## Task to complete
Each entry below is to be returned exactly, with any pictures left out.
__________________________________________________
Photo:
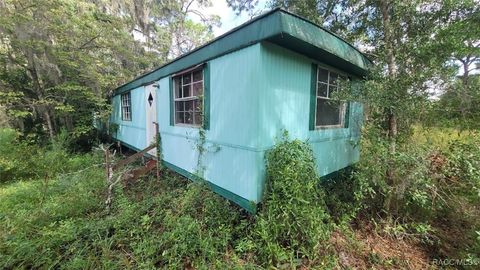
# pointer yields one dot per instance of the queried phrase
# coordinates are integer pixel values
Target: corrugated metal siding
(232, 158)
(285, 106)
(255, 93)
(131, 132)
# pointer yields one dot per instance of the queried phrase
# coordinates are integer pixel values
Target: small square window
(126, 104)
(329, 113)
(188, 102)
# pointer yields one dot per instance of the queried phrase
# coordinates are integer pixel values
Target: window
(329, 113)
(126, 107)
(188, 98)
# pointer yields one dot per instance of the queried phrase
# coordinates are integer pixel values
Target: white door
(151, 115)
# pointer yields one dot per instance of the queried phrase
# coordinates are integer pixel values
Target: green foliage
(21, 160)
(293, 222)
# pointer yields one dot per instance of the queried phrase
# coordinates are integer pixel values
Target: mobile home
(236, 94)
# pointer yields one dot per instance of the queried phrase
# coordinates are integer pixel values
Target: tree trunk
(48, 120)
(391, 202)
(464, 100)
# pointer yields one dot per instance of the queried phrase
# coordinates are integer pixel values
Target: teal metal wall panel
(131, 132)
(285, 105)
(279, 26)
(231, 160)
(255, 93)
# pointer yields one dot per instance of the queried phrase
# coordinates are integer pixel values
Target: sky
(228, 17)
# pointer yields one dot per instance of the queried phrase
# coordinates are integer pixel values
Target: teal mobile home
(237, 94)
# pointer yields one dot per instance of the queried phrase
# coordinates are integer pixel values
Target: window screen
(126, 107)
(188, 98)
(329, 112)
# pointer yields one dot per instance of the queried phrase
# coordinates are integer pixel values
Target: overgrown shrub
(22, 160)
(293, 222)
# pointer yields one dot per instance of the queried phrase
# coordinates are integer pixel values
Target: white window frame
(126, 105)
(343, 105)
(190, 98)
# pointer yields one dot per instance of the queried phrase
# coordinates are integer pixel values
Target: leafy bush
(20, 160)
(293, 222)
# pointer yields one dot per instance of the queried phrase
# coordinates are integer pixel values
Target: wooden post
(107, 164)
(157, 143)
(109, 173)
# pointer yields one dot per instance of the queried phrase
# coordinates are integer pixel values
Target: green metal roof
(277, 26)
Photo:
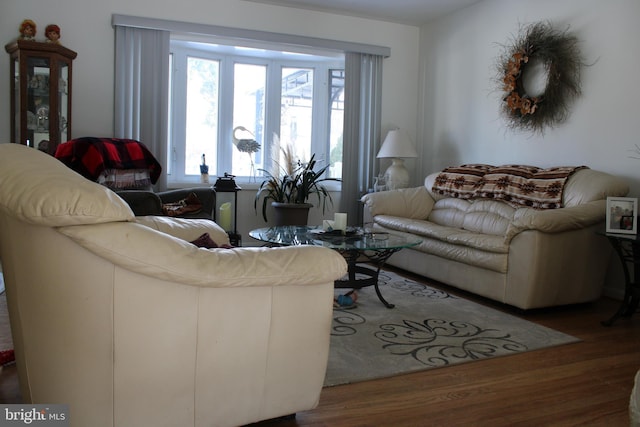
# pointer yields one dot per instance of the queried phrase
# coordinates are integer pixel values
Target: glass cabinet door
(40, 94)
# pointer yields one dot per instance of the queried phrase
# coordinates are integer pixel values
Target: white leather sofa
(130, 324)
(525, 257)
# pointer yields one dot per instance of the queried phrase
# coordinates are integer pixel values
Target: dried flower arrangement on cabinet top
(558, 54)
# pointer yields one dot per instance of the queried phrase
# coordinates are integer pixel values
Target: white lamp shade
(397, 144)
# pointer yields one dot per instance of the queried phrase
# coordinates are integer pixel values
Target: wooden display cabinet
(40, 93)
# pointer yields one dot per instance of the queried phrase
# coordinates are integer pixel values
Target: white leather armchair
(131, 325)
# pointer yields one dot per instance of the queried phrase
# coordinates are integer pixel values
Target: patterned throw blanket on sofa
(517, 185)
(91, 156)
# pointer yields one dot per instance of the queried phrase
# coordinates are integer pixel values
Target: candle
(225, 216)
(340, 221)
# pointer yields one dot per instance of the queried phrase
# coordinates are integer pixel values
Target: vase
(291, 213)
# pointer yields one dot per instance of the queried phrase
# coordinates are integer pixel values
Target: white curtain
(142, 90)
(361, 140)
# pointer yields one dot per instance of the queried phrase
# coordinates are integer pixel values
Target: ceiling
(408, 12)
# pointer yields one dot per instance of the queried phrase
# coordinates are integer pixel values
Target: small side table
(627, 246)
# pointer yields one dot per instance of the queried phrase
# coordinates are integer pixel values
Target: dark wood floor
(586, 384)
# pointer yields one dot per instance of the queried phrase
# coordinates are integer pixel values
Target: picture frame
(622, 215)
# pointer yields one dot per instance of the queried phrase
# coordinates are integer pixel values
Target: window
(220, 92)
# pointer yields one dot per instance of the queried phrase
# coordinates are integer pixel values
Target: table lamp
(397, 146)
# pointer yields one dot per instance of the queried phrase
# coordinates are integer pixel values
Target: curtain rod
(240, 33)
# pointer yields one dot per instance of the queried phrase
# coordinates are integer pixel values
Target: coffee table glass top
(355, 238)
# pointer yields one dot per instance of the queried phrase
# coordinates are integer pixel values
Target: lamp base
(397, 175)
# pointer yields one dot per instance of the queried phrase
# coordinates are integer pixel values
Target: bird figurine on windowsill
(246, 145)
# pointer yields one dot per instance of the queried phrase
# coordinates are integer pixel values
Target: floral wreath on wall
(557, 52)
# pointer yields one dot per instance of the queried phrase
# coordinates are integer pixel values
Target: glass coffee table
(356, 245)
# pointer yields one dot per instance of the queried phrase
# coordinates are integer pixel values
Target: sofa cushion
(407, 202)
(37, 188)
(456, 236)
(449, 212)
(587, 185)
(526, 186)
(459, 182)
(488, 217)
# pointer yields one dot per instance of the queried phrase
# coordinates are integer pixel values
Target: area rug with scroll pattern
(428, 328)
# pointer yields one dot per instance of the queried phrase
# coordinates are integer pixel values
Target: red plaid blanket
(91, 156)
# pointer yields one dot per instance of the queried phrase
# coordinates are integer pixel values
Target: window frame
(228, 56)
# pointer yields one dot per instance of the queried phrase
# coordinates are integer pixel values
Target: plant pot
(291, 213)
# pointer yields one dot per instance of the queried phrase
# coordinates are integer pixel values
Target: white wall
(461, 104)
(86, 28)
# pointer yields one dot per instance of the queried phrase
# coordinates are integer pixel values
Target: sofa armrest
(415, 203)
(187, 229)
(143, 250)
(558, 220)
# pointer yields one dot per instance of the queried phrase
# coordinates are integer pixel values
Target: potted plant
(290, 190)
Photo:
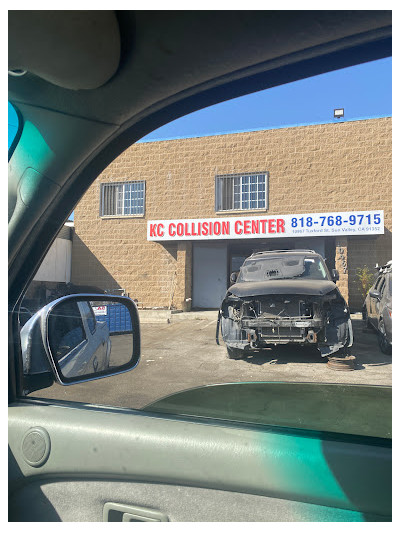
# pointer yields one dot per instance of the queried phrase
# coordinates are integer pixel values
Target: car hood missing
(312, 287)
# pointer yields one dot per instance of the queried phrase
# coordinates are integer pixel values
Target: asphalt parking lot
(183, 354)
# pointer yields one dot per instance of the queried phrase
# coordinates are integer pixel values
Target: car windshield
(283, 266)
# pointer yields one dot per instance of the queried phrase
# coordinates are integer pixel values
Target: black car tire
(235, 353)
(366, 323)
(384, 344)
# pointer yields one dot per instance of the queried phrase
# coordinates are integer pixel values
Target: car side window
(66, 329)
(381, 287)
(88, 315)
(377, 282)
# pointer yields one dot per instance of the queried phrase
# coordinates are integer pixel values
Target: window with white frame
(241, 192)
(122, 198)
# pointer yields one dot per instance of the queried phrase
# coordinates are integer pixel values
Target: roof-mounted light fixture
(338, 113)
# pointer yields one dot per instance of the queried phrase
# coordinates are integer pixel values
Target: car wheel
__________________________________________________
## Exercise response
Photo:
# pointer yields one dot per instance of the queried phrase
# coordinates are integer pixel values
Target: corrugated metal siding
(232, 158)
(285, 106)
(255, 93)
(131, 132)
# pointer yields one dot per instance of the queried phrase
# coordinates are integer pixel values
Target: small square window
(126, 104)
(329, 113)
(188, 102)
# pointer yields one dot per instance of the queried phrase
# coordinates are integer pixel values
Target: window
(329, 113)
(126, 107)
(188, 98)
# pointer yields one dot per instance of the queried phrase
# coordinates are integer pixel values
Target: white door
(151, 115)
# pointer yields one dot per instance of the queried phrase
# coordinates are integer pixel values
Target: green foliage
(21, 160)
(293, 222)
# pointer yields one dot per instance of the queried phrase
# coordinates are integer pixel values
Target: mobile home
(236, 94)
# pointer yields one dot per instance of the queried phrase
# coordinates are integer pixel values
Target: tree trunk
(48, 120)
(391, 202)
(464, 100)
# pointer yields one dot per instance of the queried phrase
# coordinates are integer pixel values
Target: teal metal wall panel
(131, 132)
(285, 105)
(279, 26)
(231, 160)
(255, 93)
# pointer yields one dot per instance of the queried phrase
# coordinates are integer pixel values
Target: sky
(228, 17)
# pointer yields one dot per instance of the queried phrase
# coordinates are integer pixel values
Target: teal mobile home
(237, 94)
# pointer yields one dot per instance of the queried phrase
# coordinates are integer pixel values
Target: window screen
(126, 107)
(188, 98)
(329, 112)
# pointer yields one dot per instance of the queried phrase
# coordinates are integer pixel values
Target: overgrown shrub
(22, 160)
(293, 222)
# pointer yields one dot per instance of the queried phrase
# coordinates are integer pixel values
Target: white window frame
(126, 105)
(343, 105)
(190, 98)
# pointer yields one dot per instance of the queried phrase
# coordinates are integer pixel values
Target: leafy bush
(20, 160)
(293, 222)
# pointer yields one dot per instance of the queried phrase
# coordinates are integer pixel values
Target: wooden post
(107, 164)
(157, 143)
(109, 173)
# pointer yields one dot per instance of the queried phrase
# coordinates are integer pixel values
Target: green metal roof
(277, 26)
Photo:
# pointer yields one dot per instance of the queried phrase
# coordinates are integer pixel values
Target: glass cabinet door
(40, 94)
# pointer yields one dot per instance of the queried phrase
# coordinates are integer pixel values
Target: white leather sofa
(130, 324)
(525, 257)
# pointer yields one dot per instance of the queried phrase
# coordinates are integer pixel values
Target: dried flower arrangement on cabinet top
(558, 54)
# pointer yields one dot per instance of the queried phrase
# coordinates are integer pixel values
Target: white lamp shade
(397, 144)
# pointer yields one dot per instance of the queried phrase
# coordinates are integer pixel values
Target: wooden display cabinet
(40, 93)
# pointer yields one dot per instance of the queried phrase
# coordinates are integer pixel values
Target: white leather armchair
(131, 325)
# pointer yields one dot per instance of the queried phrase
# coordinates are integer pixel values
Target: patterned throw blanket on sofa
(517, 185)
(91, 156)
# pointer yields one dot per instance of the queried phrase
# coordinates are integer pixel values
Target: candle
(225, 216)
(340, 221)
# pointer yields one dot per instance of the queried phrase
# coordinates are integer pixel values
Target: vase
(291, 213)
# pointer yields one dot per instance of the queried phrase
# coordinates are integer pixel values
Target: white curtain
(142, 90)
(361, 140)
# pointer yields one dot per instance of the queried phrase
# coordinates are integer pixel values
Target: ceiling
(408, 12)
# pointer yields one dot per instance of the queried phrase
# coordinates are integer pixel values
Target: small side table
(627, 246)
# pointer yields one dot per instance of the queried phrase
# coordinates are integer pixel values
Target: dark wood floor
(586, 384)
# pointer yields one dot per instance of the queried phrase
# coordinates are integer pixel values
Target: picture frame
(622, 215)
# pointer yields one dot per instance of the queried phrase
# coordinates are integer pixel values
Target: window
(220, 92)
# pointer yields one dot per instance of the queried phrase
# coordinates are integer pixel values
Target: table lamp
(397, 146)
# pointer yields one dot per instance of the queried phrase
# coordinates are integer pixel values
Target: curtain rod
(240, 33)
# pointer yields one dot per instance of the queried phrase
# coordinates are integer pixel values
Target: coffee table glass top
(355, 238)
# pointer yields one dot per instance of the queried phrase
# coordinates are integer pixel values
Target: lamp base
(397, 175)
# pointer yields one dot per instance of the queried phrase
# coordinates are integer pixel values
Target: bird figurine on windowsill
(246, 145)
# pointer yields one dot per instance of the queried phrase
# coordinates are integer pixel values
Target: floral wreath on wall
(557, 52)
# pointer yields one dot per instance of the queried phrase
# coordinates are integer pixel values
Target: glass coffee table
(356, 245)
# pointer yields one dot per instance of the queried phrase
# coordinates are integer pixel values
Target: sofa cushion
(407, 202)
(37, 188)
(456, 236)
(449, 212)
(587, 185)
(526, 186)
(459, 182)
(488, 217)
# pointer yields one dot per instance of the queried phrase
# coordinates are integer pixel values
Target: area rug with scroll pattern
(428, 328)
# pointer yields one dot per instance of the queried phrase
# coordinates are integer pixel values
Target: red plaid blanket
(91, 156)
# pointer yields one dot per instance of the queried phrase
# coordinates are integer pixel values
Target: window frame
(228, 56)
# pointer yields one dot per instance of the queried phrase
# coordinates are integer pixel values
Target: plant pot
(291, 213)
# pointer yields one dot per instance of the queried phrase
# coordinates are integer pixel values
Target: white wall
(461, 104)
(86, 28)
# pointer yields one dot per instance of the queried phrase
# coordinates are integer pixel values
Target: sofa armrest
(415, 203)
(187, 229)
(143, 250)
(558, 220)
# pointer yields one dot per instance of the queried phrase
# coordinates are integer pixel values
Target: potted plant
(290, 190)
Photo:
# pointer yields one dot per instance of the queried phrase
# coordinates are integer pixel values
Target: car hood missing
(312, 287)
# pointer yields one dot per instance of the queried phrase
# coordinates are integer pixel values
Target: asphalt parking lot
(183, 354)
# pointer yields one dot per instance of the queried phrase
# coordinates are integer pixel values
Target: car windshield
(283, 266)
# pointer yields one dot per instance of the queried phrase
# coordinates are integer pixel values
Target: black car tire
(235, 353)
(366, 323)
(384, 344)
# pointer yields one dot per instance of the queried phrase
# coordinates are integer pixel values
Target: car side window
(66, 329)
(381, 287)
(88, 315)
(377, 282)
# pointer yields one dot per instance of the queried phrase
# coordinates are integer pixel values
Target: window with white frame
(241, 192)
(122, 198)
# pointer yields one dot per instance of the queried phrase
# coordinates are integer pixel values
Target: roof-mounted light fixture
(338, 113)
# pointer yields one dot per instance of the queried phrase
# coordinates are integer pixel values
Target: car wheel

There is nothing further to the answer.